**Instructions for the task**
Retype the stretch of the material below from its start through the line containing "[36,75,67,105]", both ends included, with no changes and nothing more.

**Records for the task**
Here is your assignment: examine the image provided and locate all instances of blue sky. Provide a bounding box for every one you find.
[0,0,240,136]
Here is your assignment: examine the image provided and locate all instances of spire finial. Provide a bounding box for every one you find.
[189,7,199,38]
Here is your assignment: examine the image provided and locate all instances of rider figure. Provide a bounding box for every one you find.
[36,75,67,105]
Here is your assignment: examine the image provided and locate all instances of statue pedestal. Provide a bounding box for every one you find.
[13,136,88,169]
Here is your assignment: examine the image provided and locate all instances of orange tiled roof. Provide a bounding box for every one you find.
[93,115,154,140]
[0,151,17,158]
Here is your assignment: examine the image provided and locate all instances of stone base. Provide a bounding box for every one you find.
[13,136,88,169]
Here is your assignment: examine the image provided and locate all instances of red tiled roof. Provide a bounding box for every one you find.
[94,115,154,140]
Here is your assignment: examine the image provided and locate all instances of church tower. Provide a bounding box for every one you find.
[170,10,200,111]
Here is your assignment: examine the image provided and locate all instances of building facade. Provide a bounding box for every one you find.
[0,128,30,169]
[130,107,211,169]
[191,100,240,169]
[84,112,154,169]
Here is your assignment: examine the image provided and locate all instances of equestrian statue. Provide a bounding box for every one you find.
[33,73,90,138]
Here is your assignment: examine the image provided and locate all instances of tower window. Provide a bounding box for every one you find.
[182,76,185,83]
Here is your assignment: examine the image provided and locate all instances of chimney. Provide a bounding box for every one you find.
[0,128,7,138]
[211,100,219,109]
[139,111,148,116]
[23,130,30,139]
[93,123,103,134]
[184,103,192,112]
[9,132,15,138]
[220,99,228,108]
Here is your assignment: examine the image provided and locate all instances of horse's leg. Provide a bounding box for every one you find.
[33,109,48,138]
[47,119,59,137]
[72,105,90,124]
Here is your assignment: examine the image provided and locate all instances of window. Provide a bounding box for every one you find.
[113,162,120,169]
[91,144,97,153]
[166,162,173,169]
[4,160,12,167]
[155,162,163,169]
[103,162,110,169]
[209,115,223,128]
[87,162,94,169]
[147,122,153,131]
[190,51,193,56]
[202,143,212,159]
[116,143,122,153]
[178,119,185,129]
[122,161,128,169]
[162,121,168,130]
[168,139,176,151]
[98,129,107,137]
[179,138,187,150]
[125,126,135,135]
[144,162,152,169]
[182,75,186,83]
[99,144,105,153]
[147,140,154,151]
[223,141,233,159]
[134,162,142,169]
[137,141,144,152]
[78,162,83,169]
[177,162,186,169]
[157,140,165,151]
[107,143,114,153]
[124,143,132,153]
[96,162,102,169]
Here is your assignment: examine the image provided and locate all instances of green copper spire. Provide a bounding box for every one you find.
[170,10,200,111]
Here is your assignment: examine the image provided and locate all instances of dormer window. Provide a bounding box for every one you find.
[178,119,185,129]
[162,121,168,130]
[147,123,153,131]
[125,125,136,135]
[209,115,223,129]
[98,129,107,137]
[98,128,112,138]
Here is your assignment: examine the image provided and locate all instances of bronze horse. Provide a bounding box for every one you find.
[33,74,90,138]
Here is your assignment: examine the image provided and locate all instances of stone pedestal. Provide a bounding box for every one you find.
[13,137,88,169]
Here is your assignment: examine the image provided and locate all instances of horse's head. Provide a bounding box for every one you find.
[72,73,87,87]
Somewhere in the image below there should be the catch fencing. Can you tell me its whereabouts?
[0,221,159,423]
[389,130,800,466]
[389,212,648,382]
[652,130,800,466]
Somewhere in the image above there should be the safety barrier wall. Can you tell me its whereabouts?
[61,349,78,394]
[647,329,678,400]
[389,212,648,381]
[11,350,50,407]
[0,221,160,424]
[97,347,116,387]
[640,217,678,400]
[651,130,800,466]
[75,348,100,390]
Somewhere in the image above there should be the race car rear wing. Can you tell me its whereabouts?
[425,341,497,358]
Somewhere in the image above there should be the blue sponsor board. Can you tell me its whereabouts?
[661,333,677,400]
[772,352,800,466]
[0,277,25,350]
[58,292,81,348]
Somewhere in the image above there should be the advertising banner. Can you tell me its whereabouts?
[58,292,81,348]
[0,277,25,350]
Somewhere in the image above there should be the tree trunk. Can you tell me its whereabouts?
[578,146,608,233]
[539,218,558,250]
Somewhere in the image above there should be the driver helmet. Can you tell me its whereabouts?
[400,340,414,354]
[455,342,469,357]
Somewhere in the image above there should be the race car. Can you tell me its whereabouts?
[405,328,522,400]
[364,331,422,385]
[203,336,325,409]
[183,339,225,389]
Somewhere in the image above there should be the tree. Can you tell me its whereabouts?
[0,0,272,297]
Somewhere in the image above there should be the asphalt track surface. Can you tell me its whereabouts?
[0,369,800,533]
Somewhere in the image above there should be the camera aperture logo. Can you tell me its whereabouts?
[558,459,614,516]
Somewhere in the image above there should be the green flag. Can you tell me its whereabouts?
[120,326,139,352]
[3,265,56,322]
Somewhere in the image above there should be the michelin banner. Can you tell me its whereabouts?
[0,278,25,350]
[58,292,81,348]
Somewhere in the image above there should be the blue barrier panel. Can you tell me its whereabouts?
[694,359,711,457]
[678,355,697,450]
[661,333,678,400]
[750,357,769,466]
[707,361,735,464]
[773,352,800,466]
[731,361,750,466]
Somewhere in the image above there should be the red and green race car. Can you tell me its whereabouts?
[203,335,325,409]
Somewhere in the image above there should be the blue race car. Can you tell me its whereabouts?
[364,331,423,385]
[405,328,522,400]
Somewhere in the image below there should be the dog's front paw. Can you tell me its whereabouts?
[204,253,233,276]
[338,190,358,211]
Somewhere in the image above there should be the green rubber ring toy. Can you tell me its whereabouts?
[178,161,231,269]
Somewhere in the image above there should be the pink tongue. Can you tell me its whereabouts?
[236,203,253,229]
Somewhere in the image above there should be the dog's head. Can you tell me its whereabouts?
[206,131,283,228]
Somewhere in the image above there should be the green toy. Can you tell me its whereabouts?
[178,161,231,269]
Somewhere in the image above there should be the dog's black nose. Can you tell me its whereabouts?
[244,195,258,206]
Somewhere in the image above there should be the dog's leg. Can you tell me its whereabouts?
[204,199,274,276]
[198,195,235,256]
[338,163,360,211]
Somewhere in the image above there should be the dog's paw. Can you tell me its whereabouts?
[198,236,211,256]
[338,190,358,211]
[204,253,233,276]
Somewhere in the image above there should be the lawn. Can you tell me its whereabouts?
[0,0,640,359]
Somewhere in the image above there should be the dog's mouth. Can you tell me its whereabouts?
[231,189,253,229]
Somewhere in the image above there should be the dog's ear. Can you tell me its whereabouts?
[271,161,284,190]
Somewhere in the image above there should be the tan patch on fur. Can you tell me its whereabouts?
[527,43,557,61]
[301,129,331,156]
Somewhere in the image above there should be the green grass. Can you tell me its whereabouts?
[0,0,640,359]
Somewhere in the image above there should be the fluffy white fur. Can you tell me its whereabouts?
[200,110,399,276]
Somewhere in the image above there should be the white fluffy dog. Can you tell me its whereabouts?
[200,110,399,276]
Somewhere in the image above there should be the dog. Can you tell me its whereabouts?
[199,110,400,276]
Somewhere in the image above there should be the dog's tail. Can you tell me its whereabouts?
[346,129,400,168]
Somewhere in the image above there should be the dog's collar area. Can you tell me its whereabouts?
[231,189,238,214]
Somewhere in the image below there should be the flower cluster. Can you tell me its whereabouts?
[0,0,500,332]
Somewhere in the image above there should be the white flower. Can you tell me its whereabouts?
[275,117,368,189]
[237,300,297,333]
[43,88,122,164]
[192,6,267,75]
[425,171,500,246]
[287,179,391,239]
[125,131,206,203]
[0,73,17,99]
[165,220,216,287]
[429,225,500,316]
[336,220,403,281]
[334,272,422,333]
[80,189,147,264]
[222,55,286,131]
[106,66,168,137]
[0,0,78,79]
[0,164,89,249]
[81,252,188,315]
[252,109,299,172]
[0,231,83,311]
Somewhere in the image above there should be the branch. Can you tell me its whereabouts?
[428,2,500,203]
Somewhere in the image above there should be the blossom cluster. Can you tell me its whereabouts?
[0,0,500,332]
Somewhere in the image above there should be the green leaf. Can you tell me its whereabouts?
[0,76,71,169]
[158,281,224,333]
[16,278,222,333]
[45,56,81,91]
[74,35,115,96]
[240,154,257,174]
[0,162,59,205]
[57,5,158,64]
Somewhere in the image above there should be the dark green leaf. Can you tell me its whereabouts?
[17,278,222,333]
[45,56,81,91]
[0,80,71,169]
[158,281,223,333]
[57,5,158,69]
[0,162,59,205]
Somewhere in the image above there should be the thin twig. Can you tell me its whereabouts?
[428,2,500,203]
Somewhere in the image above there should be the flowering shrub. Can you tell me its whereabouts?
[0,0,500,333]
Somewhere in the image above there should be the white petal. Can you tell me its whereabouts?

**Solution to the problem**
Here is your assignment: examine the image provided and locate all instances of blue sky. Provide a bounding box for every one you find.
[0,0,240,136]
Here is your assignment: examine the image provided and locate all instances of spire finial. Provide a bounding box for every one you find.
[189,7,199,38]
Here is your assignment: examine the image provided and locate all instances of rider figure. Provide a bounding box for every one you find.
[36,75,67,105]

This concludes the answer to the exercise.